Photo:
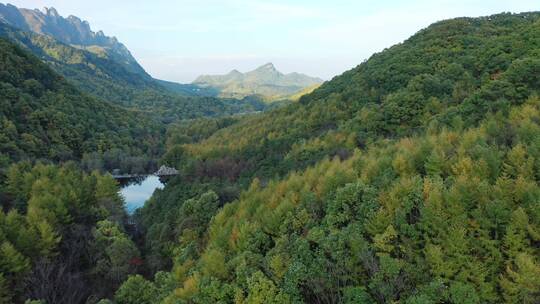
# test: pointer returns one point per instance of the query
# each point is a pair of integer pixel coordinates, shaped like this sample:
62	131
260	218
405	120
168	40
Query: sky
180	40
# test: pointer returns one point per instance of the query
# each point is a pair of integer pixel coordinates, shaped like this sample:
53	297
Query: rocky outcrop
71	30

Task description ▸
Please output every record above exactly as written, leaving out the pictures.

Solution to the exercise ▸
Photo:
# test: pointer returns one point per instance of the query
# each point is a pair of integer pixel coordinates, shaped like this sample:
62	131
260	218
405	120
168	40
Query: sky
180	40
# test: pointer returns one point per instance of the query
# each point is a pair of integer pixel coordinates, shaped like this sample:
53	297
Query: rocky outcrop
71	30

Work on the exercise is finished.